TASK DETAILS: Every line of the entries below that includes "ship" belongs in the answer, copied as written.

========================================================================

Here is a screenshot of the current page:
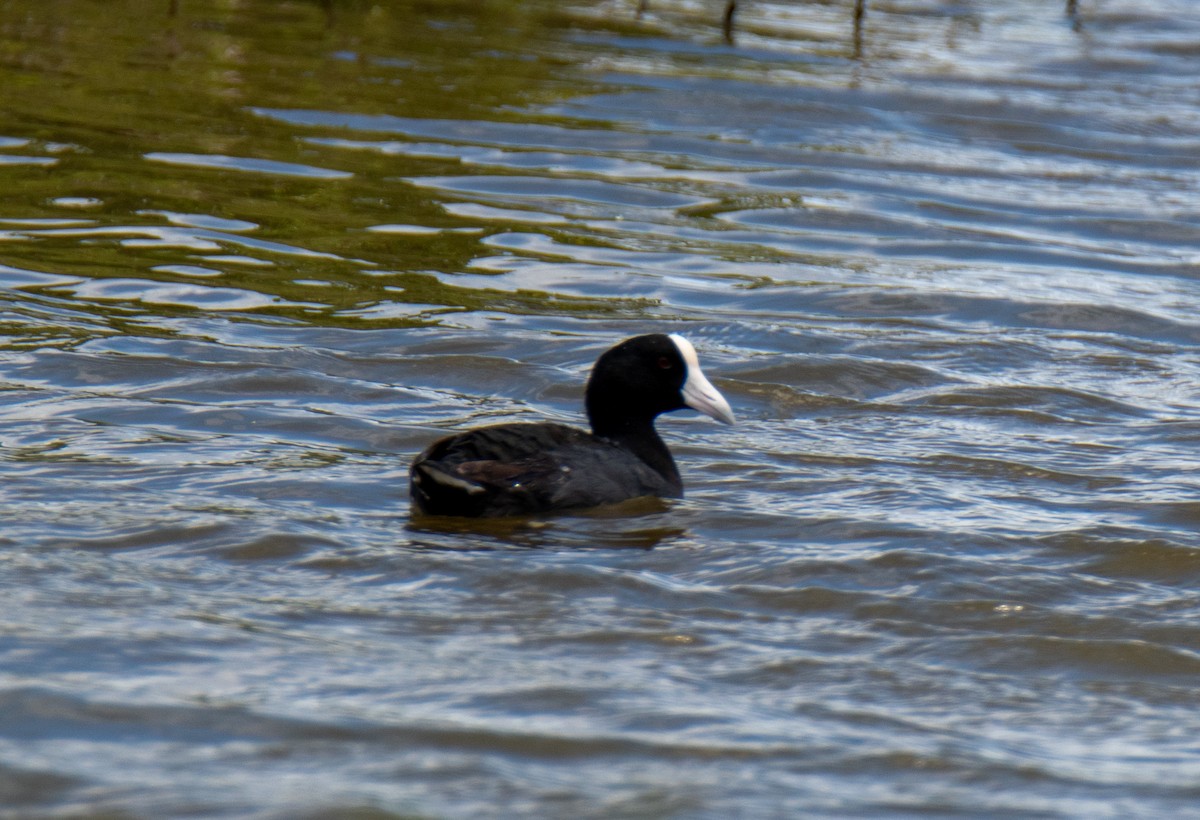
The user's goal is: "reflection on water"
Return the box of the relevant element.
[408,497,687,551]
[3,0,1200,816]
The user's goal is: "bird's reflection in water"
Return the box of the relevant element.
[407,496,689,551]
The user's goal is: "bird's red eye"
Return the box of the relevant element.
[658,356,673,369]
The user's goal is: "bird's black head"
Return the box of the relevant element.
[584,334,735,437]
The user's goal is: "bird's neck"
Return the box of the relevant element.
[589,412,681,487]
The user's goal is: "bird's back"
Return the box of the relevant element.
[409,422,681,517]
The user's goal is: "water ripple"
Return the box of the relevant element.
[3,0,1200,817]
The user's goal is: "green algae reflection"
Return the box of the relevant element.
[0,0,663,334]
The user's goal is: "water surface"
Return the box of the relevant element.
[3,0,1200,816]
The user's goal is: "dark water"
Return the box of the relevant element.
[3,0,1200,816]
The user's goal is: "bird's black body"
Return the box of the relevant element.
[410,422,680,518]
[409,334,734,518]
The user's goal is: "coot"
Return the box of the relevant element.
[410,333,735,517]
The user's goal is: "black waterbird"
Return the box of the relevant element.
[409,334,736,518]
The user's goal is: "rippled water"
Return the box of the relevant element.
[4,0,1200,816]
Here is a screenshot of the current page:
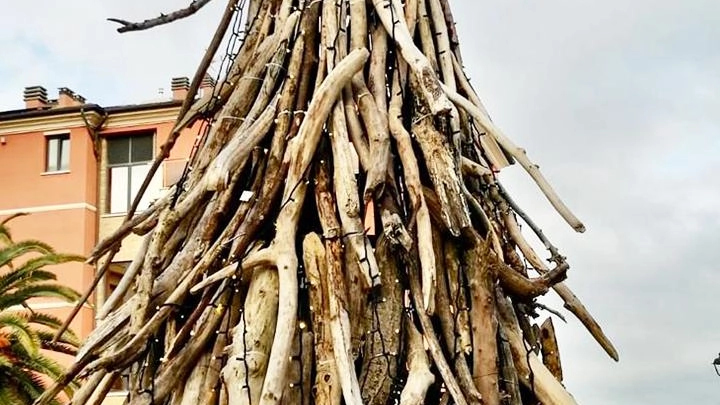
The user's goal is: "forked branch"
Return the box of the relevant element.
[108,0,215,33]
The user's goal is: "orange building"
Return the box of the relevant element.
[0,77,211,401]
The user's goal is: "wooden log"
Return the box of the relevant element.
[399,317,435,405]
[223,267,279,405]
[404,247,469,405]
[433,236,481,405]
[497,293,578,405]
[304,233,342,405]
[464,233,500,405]
[498,326,522,405]
[372,0,452,115]
[411,105,471,237]
[179,352,211,405]
[540,317,563,382]
[358,236,403,405]
[314,156,364,405]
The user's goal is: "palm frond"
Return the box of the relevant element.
[0,284,80,310]
[30,313,80,346]
[0,268,57,296]
[0,312,40,355]
[0,240,55,269]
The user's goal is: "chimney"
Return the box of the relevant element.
[200,73,216,97]
[23,86,48,109]
[58,87,79,107]
[171,77,190,101]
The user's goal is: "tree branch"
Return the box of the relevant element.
[108,0,214,33]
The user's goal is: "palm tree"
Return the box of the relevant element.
[0,217,82,404]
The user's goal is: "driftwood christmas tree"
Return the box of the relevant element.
[39,1,618,404]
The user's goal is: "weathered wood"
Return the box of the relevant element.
[464,233,500,405]
[399,318,435,405]
[55,3,616,405]
[223,267,279,405]
[540,317,564,382]
[497,294,578,405]
[358,236,403,405]
[304,233,342,405]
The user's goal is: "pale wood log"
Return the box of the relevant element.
[404,248,469,405]
[438,0,463,62]
[68,369,106,404]
[399,318,435,405]
[343,89,371,169]
[388,63,436,311]
[96,233,148,319]
[85,371,121,405]
[497,294,578,405]
[498,326,523,405]
[191,10,295,178]
[314,157,364,405]
[329,101,380,289]
[464,232,500,405]
[426,0,463,159]
[175,0,272,131]
[205,94,279,191]
[442,239,472,355]
[540,317,563,382]
[304,233,342,405]
[201,290,243,405]
[367,24,388,115]
[416,0,439,74]
[427,0,453,87]
[353,77,391,203]
[461,156,493,178]
[223,267,279,405]
[126,289,231,405]
[433,235,482,405]
[358,236,403,405]
[81,199,233,375]
[411,108,471,236]
[179,352,211,405]
[373,0,452,114]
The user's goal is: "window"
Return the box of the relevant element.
[46,134,70,172]
[107,133,162,214]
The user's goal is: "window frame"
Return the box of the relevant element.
[106,131,156,214]
[44,133,70,173]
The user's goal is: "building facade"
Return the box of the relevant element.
[0,78,210,402]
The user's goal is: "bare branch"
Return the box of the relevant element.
[108,0,214,33]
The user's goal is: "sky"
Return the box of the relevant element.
[1,1,719,403]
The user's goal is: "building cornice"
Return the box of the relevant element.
[0,109,104,136]
[0,100,183,135]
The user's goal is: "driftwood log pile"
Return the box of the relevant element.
[38,1,618,404]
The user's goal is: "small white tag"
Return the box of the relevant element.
[239,190,254,202]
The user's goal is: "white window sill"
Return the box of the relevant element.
[41,170,70,176]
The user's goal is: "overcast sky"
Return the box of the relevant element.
[2,1,719,403]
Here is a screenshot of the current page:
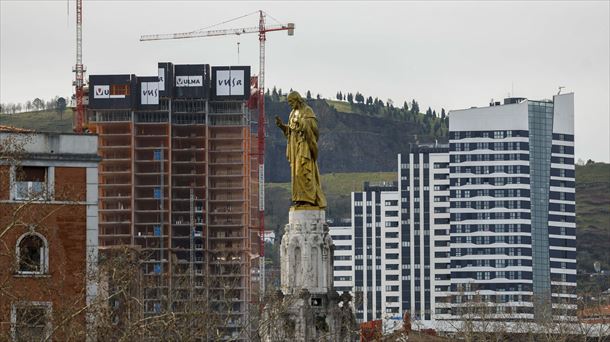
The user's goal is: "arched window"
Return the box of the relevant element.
[16,233,48,275]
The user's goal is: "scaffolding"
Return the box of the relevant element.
[90,96,256,339]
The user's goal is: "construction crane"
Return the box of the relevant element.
[140,10,294,297]
[72,0,86,134]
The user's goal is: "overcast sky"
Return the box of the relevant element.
[1,1,608,162]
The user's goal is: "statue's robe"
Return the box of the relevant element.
[279,105,327,208]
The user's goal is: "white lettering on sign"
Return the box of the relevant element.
[175,75,203,87]
[141,82,159,105]
[258,164,264,211]
[93,85,109,99]
[158,68,165,91]
[216,69,245,96]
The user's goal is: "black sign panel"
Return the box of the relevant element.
[89,74,136,110]
[211,66,251,100]
[137,76,161,109]
[173,64,209,99]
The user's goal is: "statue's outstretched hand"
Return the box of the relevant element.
[275,116,284,127]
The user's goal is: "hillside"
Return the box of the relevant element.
[0,110,73,132]
[575,163,610,292]
[265,97,447,182]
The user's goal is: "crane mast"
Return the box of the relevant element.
[257,10,267,298]
[140,11,294,298]
[73,0,85,134]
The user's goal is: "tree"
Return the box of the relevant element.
[271,87,279,102]
[56,97,67,120]
[306,90,312,100]
[355,92,364,104]
[25,100,32,112]
[426,107,433,116]
[316,94,321,100]
[410,100,419,115]
[441,108,446,120]
[33,98,44,111]
[403,101,409,112]
[347,93,353,104]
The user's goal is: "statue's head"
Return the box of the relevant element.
[287,91,305,110]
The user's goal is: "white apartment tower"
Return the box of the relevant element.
[398,146,451,322]
[448,94,576,320]
[347,145,450,325]
[334,93,576,328]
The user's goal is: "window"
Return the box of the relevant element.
[16,233,48,275]
[11,302,52,341]
[15,166,47,200]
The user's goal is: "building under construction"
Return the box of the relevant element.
[87,63,260,339]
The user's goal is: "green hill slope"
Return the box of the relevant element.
[0,110,73,132]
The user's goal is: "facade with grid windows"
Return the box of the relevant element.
[448,94,576,321]
[87,63,260,340]
[329,225,354,293]
[348,146,450,327]
[398,146,451,323]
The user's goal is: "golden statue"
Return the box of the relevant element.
[275,91,327,209]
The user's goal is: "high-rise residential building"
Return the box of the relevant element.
[347,146,450,326]
[87,63,260,339]
[0,129,99,341]
[329,225,354,293]
[398,146,451,322]
[448,94,576,321]
[351,181,399,322]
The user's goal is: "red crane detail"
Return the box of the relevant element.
[73,0,85,134]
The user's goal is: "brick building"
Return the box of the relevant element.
[0,129,99,341]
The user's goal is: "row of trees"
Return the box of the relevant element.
[335,90,448,119]
[263,86,448,139]
[0,96,68,117]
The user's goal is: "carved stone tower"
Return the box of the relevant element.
[281,210,333,295]
[260,209,355,341]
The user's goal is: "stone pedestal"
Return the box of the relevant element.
[280,210,333,295]
[260,209,356,342]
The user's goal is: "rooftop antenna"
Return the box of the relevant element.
[237,41,240,64]
[557,86,565,95]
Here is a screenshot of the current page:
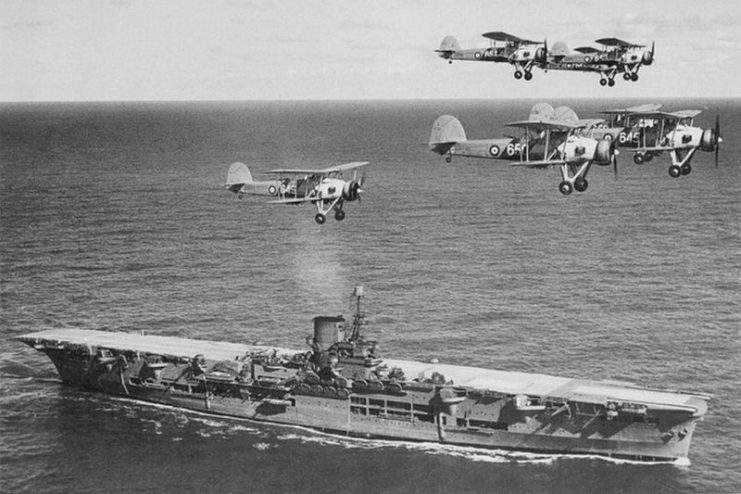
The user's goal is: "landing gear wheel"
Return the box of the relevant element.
[608,79,615,87]
[599,78,607,86]
[623,72,632,81]
[514,71,523,80]
[668,166,681,178]
[681,164,692,176]
[558,181,573,195]
[334,210,345,221]
[524,71,533,81]
[633,154,645,165]
[574,179,589,192]
[631,73,639,82]
[644,152,654,162]
[445,156,452,163]
[314,214,326,224]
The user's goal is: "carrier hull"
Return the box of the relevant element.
[16,328,709,462]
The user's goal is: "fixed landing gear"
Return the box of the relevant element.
[631,73,639,81]
[314,214,326,224]
[634,153,645,165]
[681,164,692,176]
[514,70,523,80]
[559,179,588,195]
[608,78,615,87]
[623,73,631,81]
[445,156,452,163]
[334,210,346,221]
[574,179,589,192]
[524,71,533,81]
[600,78,607,86]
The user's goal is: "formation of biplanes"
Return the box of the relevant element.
[429,102,722,195]
[436,31,655,87]
[223,30,723,222]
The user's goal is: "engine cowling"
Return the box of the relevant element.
[699,128,718,151]
[642,50,653,66]
[535,46,546,63]
[593,139,613,165]
[342,181,362,201]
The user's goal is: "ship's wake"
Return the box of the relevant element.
[86,395,690,467]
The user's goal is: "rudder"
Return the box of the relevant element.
[226,162,253,186]
[438,35,461,53]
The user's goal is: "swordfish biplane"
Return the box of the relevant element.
[592,38,655,83]
[225,161,368,224]
[429,109,618,195]
[542,38,654,86]
[436,31,547,80]
[600,106,722,177]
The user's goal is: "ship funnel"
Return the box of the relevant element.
[313,316,346,352]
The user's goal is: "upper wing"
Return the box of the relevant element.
[506,120,581,131]
[601,103,662,115]
[482,31,522,43]
[573,46,601,54]
[595,37,643,48]
[319,161,370,173]
[670,110,702,119]
[269,161,369,176]
[482,31,541,45]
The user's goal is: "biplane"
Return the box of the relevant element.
[593,38,655,83]
[599,107,722,177]
[539,38,653,86]
[436,31,547,80]
[225,161,368,224]
[429,110,618,195]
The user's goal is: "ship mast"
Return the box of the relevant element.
[350,285,365,341]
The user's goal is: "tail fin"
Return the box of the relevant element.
[438,35,461,52]
[225,162,253,193]
[553,106,579,124]
[529,103,555,121]
[429,115,466,155]
[436,36,461,58]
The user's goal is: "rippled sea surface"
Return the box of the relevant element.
[1,99,739,493]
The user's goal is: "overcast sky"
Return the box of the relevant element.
[2,0,740,101]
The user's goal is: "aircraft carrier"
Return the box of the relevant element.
[15,287,709,462]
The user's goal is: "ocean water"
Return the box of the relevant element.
[0,99,739,493]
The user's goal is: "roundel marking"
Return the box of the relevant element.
[489,145,500,156]
[603,133,613,141]
[474,52,482,59]
[268,185,277,195]
[585,56,591,63]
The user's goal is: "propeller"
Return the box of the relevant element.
[610,139,620,179]
[715,114,722,167]
[541,39,548,65]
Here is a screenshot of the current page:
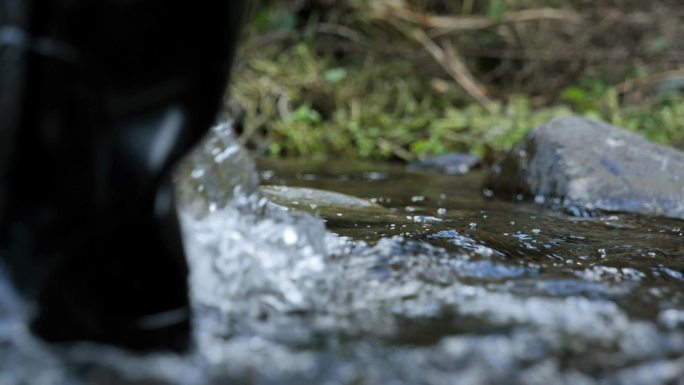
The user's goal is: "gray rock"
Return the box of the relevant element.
[260,185,383,210]
[486,116,684,219]
[408,153,480,175]
[259,185,391,221]
[656,76,684,98]
[259,186,442,228]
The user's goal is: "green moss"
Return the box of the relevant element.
[231,32,684,161]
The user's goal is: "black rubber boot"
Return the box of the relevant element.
[0,0,246,351]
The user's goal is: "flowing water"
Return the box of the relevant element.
[1,122,683,384]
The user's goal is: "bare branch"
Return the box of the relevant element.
[370,1,582,35]
[408,27,496,111]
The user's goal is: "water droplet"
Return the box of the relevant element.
[363,171,388,181]
[282,227,298,245]
[659,309,684,329]
[260,170,275,180]
[213,146,239,163]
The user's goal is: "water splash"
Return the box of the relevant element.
[1,122,683,384]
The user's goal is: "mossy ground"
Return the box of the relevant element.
[229,2,684,161]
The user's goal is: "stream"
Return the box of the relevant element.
[1,122,683,384]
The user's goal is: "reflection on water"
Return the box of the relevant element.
[1,122,683,384]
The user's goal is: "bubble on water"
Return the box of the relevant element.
[363,171,388,181]
[260,170,275,181]
[659,309,684,329]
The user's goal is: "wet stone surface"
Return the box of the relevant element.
[407,152,481,175]
[1,122,684,384]
[487,116,684,220]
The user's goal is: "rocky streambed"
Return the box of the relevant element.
[1,118,683,384]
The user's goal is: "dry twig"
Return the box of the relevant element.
[408,27,496,112]
[615,68,684,95]
[369,1,582,35]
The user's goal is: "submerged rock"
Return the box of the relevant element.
[408,152,481,175]
[487,116,684,219]
[259,185,390,221]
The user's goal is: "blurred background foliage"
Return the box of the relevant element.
[227,0,684,161]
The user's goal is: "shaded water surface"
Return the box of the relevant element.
[1,124,683,384]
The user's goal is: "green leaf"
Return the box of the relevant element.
[324,67,348,84]
[410,140,430,157]
[291,105,322,124]
[252,9,273,32]
[560,87,587,104]
[273,12,297,32]
[253,10,297,33]
[648,36,669,52]
[487,0,505,22]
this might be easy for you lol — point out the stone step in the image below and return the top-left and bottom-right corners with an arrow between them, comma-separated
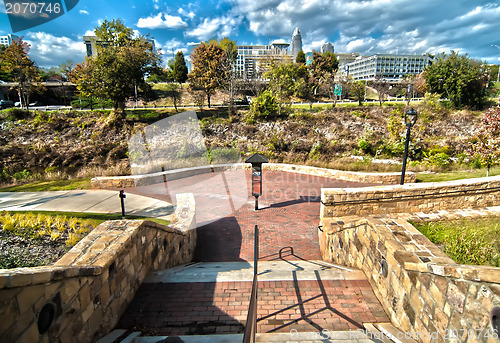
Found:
144,260 -> 365,283
101,322 -> 415,343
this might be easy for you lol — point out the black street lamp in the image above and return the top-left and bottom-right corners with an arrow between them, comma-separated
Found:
245,153 -> 268,211
400,108 -> 418,185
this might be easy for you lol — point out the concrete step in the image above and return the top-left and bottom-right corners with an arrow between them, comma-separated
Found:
144,260 -> 364,283
100,329 -> 400,342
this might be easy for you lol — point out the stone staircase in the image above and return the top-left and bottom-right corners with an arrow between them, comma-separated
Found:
96,261 -> 415,343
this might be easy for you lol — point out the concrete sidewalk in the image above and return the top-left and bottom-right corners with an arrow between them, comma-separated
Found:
0,190 -> 175,220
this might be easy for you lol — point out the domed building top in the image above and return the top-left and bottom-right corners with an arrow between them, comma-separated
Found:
293,27 -> 301,37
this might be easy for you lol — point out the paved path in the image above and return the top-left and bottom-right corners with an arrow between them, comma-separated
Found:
0,190 -> 174,220
114,171 -> 391,340
194,171 -> 373,262
117,261 -> 389,336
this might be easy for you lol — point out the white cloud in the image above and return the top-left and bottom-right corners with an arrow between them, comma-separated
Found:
227,0 -> 500,60
79,10 -> 89,15
137,13 -> 188,29
186,16 -> 240,41
178,8 -> 196,19
24,32 -> 86,68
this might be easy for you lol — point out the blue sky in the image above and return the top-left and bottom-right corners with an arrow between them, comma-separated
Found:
1,0 -> 500,69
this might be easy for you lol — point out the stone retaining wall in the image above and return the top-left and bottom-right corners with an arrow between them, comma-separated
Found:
320,176 -> 500,343
91,163 -> 415,189
0,194 -> 196,343
321,176 -> 500,218
319,217 -> 500,343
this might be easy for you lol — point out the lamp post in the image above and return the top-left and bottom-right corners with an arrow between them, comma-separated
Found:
245,153 -> 268,211
400,108 -> 418,185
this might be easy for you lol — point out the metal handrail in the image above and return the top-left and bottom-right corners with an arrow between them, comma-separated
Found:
243,225 -> 259,343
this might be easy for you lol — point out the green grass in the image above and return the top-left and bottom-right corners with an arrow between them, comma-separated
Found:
1,211 -> 170,227
0,211 -> 170,268
0,178 -> 92,192
416,167 -> 500,183
413,217 -> 500,267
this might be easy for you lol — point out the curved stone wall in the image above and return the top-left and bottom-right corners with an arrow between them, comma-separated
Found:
0,194 -> 196,343
91,163 -> 416,189
320,176 -> 500,342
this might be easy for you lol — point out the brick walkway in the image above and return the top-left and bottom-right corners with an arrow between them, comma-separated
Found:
194,171 -> 372,262
117,171 -> 388,337
117,278 -> 389,336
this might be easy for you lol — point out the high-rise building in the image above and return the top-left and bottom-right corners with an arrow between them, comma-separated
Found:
344,53 -> 433,81
321,42 -> 334,54
0,34 -> 20,46
235,40 -> 292,79
83,35 -> 156,57
290,27 -> 302,60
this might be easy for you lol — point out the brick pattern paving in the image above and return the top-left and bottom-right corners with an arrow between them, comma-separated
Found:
194,171 -> 373,262
117,279 -> 389,336
117,171 -> 386,336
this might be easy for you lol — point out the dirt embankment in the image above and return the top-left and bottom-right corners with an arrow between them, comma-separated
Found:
0,105 -> 481,183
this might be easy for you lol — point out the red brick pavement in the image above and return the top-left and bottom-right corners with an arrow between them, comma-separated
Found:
117,171 -> 387,336
117,279 -> 389,336
194,171 -> 373,262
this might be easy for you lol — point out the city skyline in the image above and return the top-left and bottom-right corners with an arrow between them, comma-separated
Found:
0,0 -> 499,69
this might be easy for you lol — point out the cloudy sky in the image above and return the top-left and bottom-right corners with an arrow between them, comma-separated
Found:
1,0 -> 500,69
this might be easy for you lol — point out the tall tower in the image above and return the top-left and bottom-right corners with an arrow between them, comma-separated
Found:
291,27 -> 302,60
321,42 -> 334,54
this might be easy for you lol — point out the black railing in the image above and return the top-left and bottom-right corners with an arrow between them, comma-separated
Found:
243,225 -> 259,343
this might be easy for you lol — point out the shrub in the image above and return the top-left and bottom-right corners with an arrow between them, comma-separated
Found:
13,169 -> 31,182
250,90 -> 279,121
358,138 -> 371,153
2,108 -> 30,121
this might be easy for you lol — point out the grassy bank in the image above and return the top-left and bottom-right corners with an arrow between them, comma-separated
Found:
413,217 -> 500,267
0,211 -> 170,268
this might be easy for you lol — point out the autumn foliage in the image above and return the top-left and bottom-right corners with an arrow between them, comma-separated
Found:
469,107 -> 500,176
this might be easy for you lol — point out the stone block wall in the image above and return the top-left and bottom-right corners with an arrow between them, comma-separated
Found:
322,176 -> 500,218
320,216 -> 500,343
0,194 -> 196,343
91,163 -> 415,189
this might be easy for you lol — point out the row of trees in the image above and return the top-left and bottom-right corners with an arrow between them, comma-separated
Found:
0,39 -> 41,108
0,18 -> 495,115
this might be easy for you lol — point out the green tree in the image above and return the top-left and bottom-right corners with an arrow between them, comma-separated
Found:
250,90 -> 279,121
309,51 -> 339,103
296,50 -> 306,64
1,38 -> 41,109
469,107 -> 500,177
424,51 -> 488,109
371,75 -> 389,106
173,51 -> 188,84
263,60 -> 297,115
71,19 -> 161,118
0,45 -> 13,81
218,37 -> 238,114
349,80 -> 366,106
188,41 -> 228,108
164,83 -> 182,112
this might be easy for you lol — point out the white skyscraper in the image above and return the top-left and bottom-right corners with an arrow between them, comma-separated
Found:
291,27 -> 302,60
321,42 -> 334,54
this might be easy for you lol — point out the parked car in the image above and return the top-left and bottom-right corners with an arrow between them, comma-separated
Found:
0,99 -> 14,109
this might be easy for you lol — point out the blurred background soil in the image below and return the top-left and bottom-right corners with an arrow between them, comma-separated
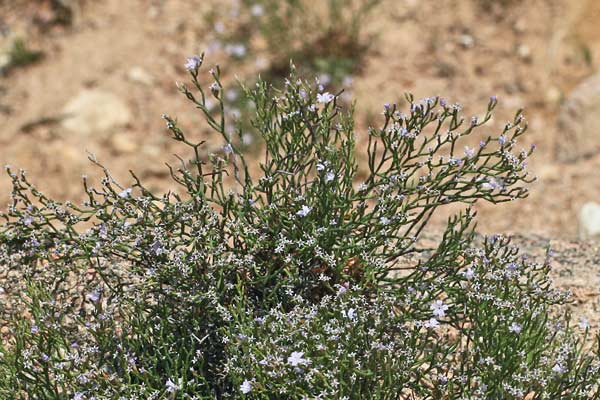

========================================================================

SOLVED PROBLEM:
The user's goal is: "ship's wake"
The user's goal is: "ship funnel"
The user's goal is: "ship mast"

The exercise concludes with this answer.